**How to complete this task**. Using the entries that follow, state how many lines contain the word "grassy". The response is that number and nothing more.

**Data section**.
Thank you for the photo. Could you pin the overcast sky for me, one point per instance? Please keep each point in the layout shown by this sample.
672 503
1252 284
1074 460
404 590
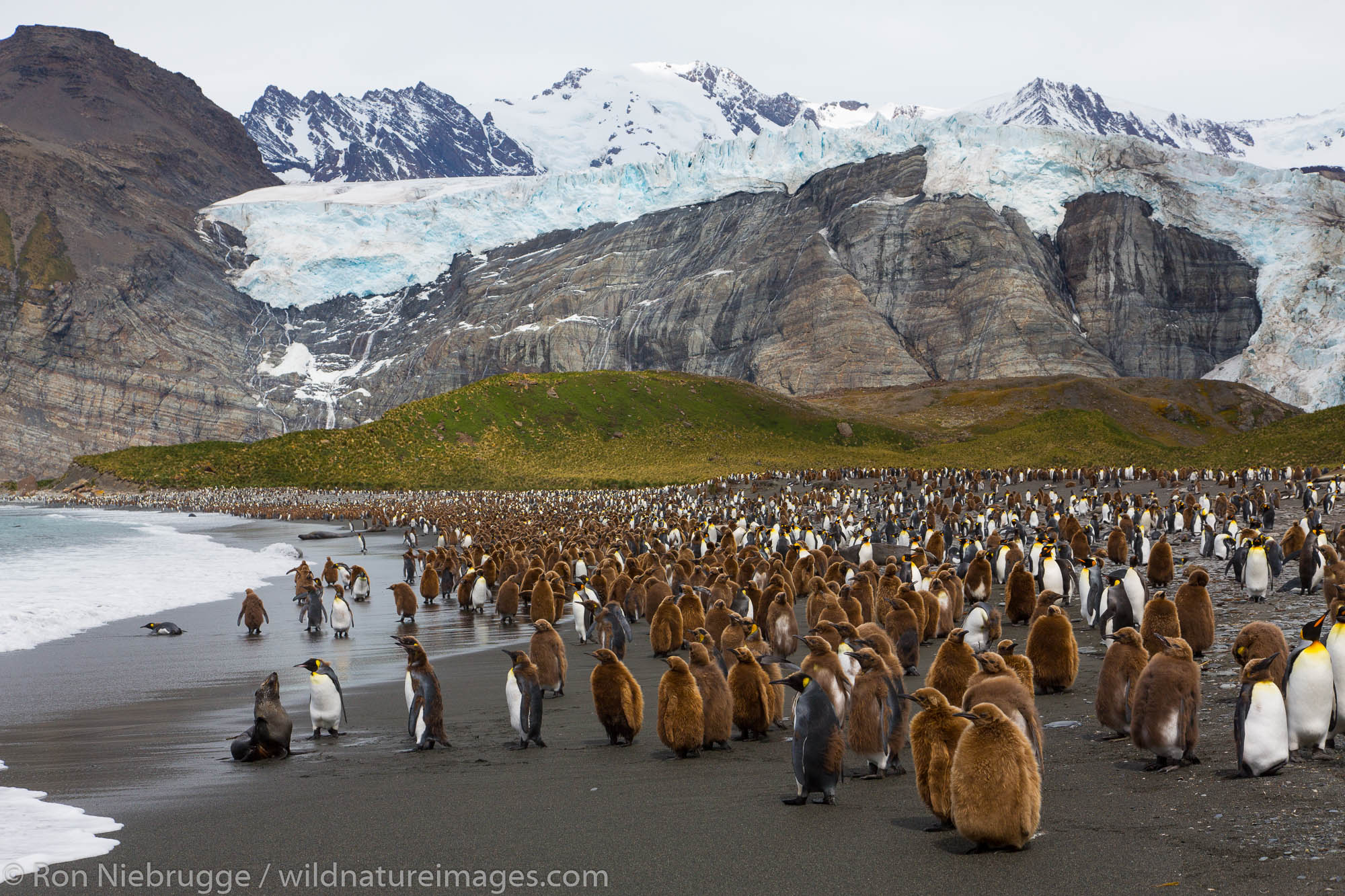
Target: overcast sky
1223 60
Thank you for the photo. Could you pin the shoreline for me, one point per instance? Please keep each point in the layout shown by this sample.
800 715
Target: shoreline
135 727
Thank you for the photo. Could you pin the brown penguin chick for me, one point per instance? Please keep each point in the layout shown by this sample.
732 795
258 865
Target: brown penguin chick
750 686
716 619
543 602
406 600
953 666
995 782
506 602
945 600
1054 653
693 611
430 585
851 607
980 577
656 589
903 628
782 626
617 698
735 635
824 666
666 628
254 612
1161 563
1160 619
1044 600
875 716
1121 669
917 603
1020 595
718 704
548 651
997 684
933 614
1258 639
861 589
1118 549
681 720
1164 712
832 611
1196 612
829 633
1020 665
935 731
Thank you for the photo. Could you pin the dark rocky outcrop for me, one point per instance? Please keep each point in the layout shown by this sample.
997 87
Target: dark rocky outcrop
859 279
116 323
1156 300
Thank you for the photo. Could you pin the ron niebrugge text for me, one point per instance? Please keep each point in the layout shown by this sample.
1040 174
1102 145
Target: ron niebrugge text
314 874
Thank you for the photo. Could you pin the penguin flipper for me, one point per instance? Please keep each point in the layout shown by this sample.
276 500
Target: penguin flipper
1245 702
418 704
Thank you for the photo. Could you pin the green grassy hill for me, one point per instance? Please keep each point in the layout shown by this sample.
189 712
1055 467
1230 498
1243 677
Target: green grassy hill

...

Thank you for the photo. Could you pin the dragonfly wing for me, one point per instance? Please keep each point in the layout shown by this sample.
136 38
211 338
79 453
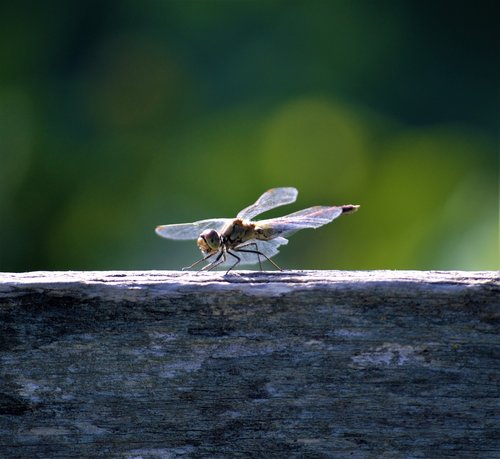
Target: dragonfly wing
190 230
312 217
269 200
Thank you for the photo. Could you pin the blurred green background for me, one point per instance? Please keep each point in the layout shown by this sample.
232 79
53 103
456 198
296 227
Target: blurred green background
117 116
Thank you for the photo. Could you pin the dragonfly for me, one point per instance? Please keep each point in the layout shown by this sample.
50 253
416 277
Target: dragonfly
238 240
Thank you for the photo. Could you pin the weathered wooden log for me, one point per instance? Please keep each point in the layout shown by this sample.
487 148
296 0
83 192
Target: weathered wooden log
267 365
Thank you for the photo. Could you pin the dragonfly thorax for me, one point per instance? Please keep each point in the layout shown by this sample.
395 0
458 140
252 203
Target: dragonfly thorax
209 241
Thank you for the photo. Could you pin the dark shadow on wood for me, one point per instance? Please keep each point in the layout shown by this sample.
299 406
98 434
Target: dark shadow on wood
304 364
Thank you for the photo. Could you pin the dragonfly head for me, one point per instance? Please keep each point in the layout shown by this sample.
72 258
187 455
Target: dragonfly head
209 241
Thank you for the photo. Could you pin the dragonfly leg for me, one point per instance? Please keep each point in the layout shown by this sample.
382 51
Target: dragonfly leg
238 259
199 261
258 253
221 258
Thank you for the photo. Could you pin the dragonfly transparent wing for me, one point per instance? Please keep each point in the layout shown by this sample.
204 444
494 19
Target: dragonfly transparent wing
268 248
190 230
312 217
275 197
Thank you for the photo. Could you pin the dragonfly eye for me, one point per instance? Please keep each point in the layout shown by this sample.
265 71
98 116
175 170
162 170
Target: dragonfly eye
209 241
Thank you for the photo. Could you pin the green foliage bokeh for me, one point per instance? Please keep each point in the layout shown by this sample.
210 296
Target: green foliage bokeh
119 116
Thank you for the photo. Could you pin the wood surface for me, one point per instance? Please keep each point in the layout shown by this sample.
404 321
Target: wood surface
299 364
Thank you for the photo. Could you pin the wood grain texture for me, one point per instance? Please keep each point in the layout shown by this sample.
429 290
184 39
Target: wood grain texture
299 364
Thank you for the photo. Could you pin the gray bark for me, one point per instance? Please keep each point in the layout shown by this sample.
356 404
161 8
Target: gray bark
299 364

--

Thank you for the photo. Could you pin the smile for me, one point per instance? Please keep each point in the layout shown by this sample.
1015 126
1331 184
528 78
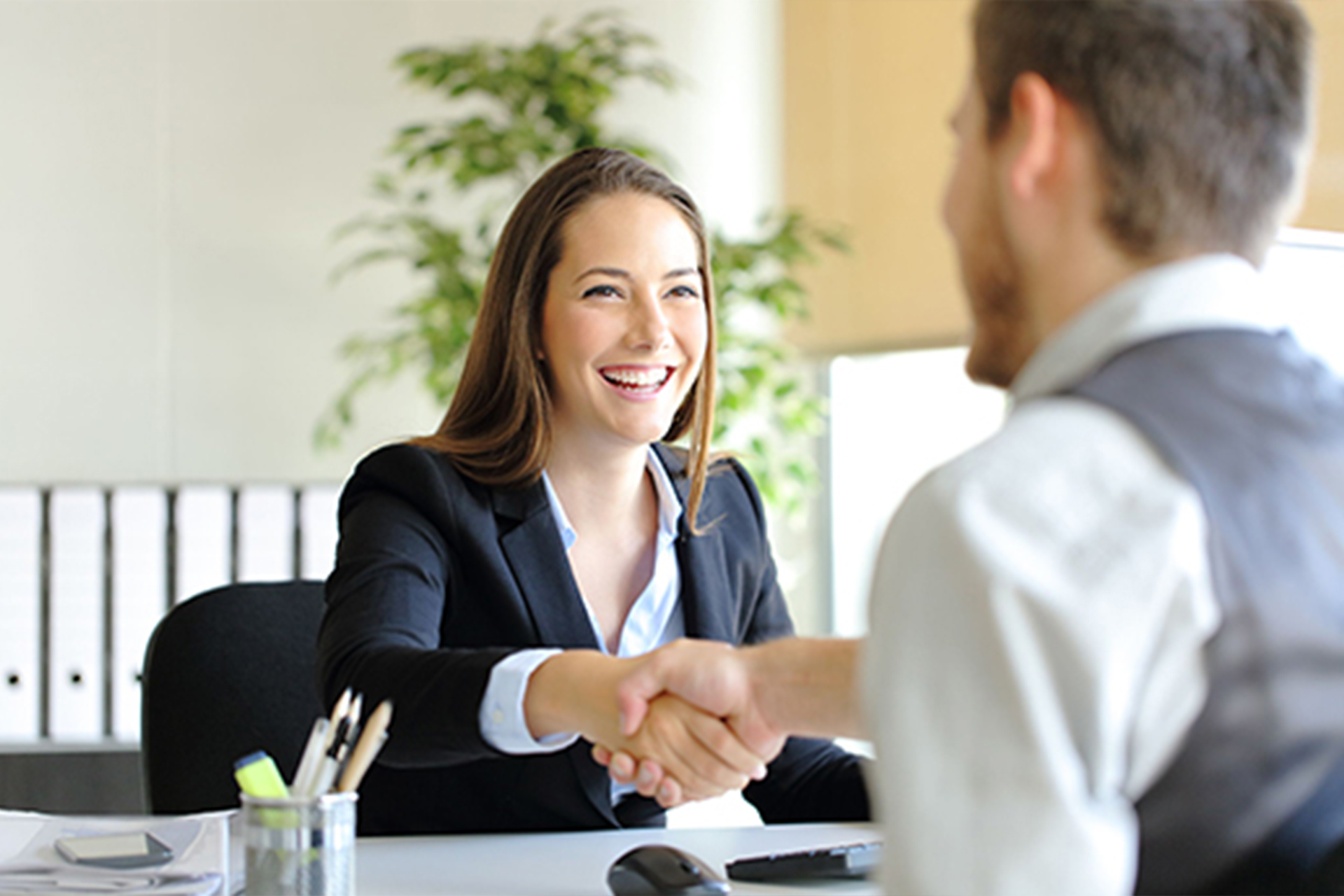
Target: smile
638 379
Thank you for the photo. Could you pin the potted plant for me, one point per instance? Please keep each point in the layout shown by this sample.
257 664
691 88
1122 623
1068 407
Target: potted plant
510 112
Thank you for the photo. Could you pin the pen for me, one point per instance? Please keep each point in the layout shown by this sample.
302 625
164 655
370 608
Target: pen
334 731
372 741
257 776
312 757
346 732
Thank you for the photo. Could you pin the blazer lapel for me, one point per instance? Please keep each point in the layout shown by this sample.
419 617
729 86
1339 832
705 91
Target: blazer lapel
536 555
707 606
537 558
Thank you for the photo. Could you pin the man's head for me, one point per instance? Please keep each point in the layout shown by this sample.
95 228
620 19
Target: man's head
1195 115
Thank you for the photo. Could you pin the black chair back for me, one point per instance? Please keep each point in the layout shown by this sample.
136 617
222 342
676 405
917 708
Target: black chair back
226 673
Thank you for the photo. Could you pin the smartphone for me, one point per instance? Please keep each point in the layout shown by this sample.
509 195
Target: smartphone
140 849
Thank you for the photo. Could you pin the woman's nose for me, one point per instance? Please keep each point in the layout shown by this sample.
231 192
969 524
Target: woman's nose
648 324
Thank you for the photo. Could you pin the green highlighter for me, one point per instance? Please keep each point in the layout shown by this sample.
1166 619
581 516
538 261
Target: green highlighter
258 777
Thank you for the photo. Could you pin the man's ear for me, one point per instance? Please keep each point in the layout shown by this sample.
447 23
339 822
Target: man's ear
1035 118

**Expected output**. 2